SET EXERCISE A =>
In the gesture recognition document, what resolution does the model handpose_cls.img use?

TEXT SHOWN =>

□ □ □

Gesture Recognition Algorithm


REVISION HISTORY

Revision No.
Description
Date
101
  • Initial release
  • 03/22/2024

    1. Algorithm Description

    The gesture recognition algorithm primarily recognizes 13 types of gestures:

    • Static gestures (10 types): L, dislike, ok, fist, stop, like, yes, one, call, rock
    • Dynamic gestures (3 types): wave_up, wave_down, grip
    • When in use, please follow the standard gestures shown in the figure below to ensure the effectiveness of the algorithm:

    Model Introduction:

    model Function Resolution(w*h) Input Format
    handpose_det36m.img Gesture Detection (Medium) 640*352 yuvsp420_nv12
    handpose_det48m.img Gesture Detection (Medium) 800*480 yuvsp420_nv12
    handpose_det36l.img Gesture Detection (Large) 640*352 yuvsp420_nv12
    handpose_det48l.img Gesture Detection (Large) 800*480 yuvsp420_nv12
    handpose_cls.img Gesture Pose Classification 224*224 yuvsp420_nv12

    2. Interface Calling Process

    The algorithm interface calling process is ALGO_HandPose_CreateHandle->ALGO_HandPose_InitHandle->ALGO_HandPose_GetInputAttr->ALGO_HandPose_SetParams->ALGO_HandPose_Detect->ALGO_HandPose_Cls->ALGO_HandPose_DeinitHandle->ALGO_HandPose_ReleaseHandle.

□ □ □

SET EXERCISE B =>
From the entries below, present as a numbered list the lines beginning with the line that contains "find the dark" and continuing through the line that contains "left=359, top=236, right=380, bottom=252", both included, with any blank lines omitted.

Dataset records
□ □ □

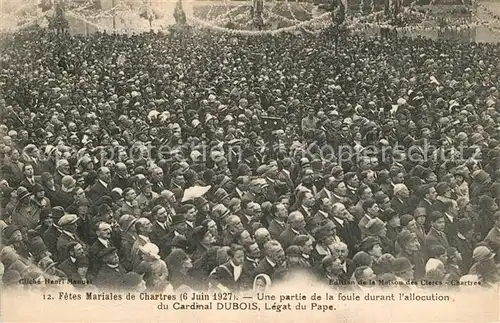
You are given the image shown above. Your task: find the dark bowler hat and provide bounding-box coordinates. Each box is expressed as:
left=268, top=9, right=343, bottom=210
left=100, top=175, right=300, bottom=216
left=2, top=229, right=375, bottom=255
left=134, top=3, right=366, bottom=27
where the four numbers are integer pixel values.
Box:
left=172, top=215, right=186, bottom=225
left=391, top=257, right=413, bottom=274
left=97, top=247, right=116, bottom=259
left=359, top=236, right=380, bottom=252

□ □ □

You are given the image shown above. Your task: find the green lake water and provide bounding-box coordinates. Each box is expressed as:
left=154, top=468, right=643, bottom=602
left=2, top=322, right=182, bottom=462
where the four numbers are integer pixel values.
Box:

□ □ □

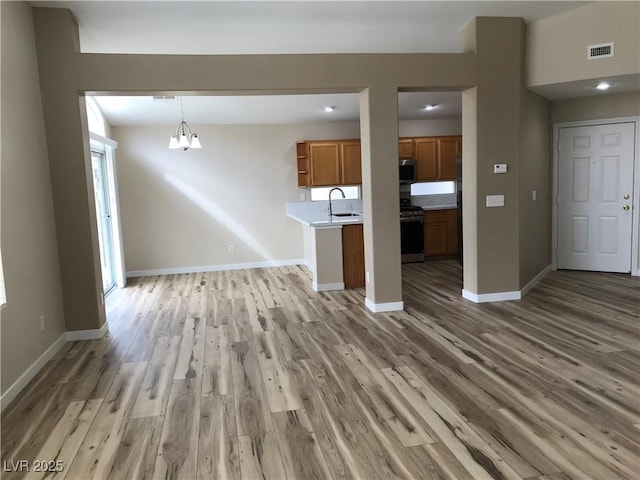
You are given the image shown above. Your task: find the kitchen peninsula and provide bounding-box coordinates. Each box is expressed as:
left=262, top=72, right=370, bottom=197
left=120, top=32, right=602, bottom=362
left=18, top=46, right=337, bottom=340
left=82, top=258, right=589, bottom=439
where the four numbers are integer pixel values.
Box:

□ □ □

WRITTEN ANSWER A =>
224*224

WRITTEN ANSWER B =>
1. You are given the image shown above. Your task: find the dark bowler hat and provide bounding-box coordinates. Each box is expressed as:
2. left=268, top=9, right=343, bottom=210
3. left=100, top=175, right=300, bottom=216
4. left=2, top=229, right=375, bottom=255
5. left=134, top=3, right=366, bottom=27
6. where the four numbers are integer pixel values.
7. Box:
8. left=172, top=215, right=186, bottom=225
9. left=391, top=257, right=413, bottom=274
10. left=97, top=247, right=116, bottom=259
11. left=359, top=236, right=380, bottom=252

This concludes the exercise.